### Task inputs

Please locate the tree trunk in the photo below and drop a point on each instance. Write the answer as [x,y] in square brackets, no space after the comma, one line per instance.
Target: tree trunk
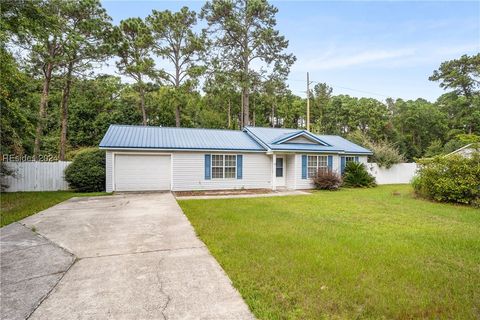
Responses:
[273,115]
[177,113]
[229,114]
[42,109]
[178,110]
[253,112]
[246,112]
[142,104]
[64,112]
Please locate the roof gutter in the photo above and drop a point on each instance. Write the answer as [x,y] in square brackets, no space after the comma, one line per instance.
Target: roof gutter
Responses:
[181,149]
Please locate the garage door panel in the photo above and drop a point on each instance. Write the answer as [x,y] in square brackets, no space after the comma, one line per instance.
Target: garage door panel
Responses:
[142,172]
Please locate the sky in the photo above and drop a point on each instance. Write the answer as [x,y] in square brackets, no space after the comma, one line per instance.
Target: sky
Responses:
[375,49]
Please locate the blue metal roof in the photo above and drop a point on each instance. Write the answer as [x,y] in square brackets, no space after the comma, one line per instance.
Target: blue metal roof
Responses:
[122,136]
[251,139]
[271,136]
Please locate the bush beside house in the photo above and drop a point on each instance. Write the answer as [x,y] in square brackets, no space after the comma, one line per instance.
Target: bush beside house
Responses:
[357,176]
[449,179]
[327,180]
[86,173]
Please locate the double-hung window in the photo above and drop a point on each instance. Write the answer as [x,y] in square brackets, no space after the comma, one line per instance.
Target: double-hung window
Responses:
[224,166]
[349,159]
[316,163]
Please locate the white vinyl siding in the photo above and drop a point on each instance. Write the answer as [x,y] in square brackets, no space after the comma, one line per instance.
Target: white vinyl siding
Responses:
[290,172]
[189,172]
[108,171]
[316,163]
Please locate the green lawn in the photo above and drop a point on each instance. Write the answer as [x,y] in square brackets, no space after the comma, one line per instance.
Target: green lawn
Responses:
[351,254]
[18,205]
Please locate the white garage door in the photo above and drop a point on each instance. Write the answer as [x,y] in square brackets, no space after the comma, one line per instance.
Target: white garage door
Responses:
[142,172]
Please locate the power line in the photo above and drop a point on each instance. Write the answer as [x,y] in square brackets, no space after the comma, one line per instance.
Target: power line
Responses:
[345,88]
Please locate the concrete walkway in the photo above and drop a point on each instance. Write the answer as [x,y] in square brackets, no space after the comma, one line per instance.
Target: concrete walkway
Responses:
[253,195]
[137,258]
[31,266]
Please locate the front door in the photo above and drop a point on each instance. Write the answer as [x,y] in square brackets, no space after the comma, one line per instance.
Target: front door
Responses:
[280,171]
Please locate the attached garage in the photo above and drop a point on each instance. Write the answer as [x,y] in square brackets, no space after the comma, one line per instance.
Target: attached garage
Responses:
[142,172]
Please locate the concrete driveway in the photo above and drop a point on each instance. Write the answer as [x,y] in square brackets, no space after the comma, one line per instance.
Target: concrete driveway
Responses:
[137,257]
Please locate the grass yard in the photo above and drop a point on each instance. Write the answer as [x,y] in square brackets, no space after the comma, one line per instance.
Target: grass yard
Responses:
[18,205]
[351,254]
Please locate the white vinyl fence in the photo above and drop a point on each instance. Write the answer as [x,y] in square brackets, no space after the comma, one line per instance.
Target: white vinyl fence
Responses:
[398,173]
[37,176]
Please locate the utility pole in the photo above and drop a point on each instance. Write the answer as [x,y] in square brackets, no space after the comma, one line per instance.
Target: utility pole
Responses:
[308,102]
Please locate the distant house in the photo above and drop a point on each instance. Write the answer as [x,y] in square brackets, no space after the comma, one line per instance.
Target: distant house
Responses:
[141,158]
[467,151]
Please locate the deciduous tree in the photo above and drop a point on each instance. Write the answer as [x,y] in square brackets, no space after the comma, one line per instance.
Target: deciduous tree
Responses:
[244,32]
[134,46]
[177,43]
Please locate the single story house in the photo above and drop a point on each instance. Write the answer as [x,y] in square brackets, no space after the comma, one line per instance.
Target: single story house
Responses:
[142,158]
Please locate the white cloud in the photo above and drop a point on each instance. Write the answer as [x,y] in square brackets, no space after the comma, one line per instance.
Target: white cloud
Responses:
[340,57]
[336,61]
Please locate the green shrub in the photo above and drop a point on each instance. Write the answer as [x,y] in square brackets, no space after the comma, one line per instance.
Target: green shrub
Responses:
[449,179]
[327,180]
[86,173]
[385,154]
[357,176]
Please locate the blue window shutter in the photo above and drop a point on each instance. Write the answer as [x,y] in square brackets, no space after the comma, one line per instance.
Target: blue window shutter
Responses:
[304,166]
[330,163]
[342,164]
[239,166]
[208,167]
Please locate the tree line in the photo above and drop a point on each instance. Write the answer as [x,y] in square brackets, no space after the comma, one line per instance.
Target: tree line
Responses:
[230,74]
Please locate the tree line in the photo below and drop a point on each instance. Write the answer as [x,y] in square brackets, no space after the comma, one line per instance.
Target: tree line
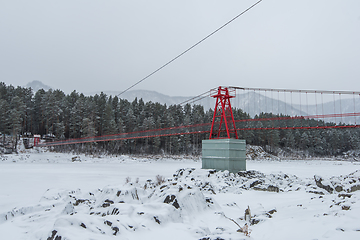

######

What is required => Find every line in the data above that contains the word "trunk" and copy each one in full.

Result below =>
Please locate the tree trunk in the photo below and drop a point on each instance. Write the answer as [x,y] in square brackets, no space after the comma, one line per instance.
Target: tree trunk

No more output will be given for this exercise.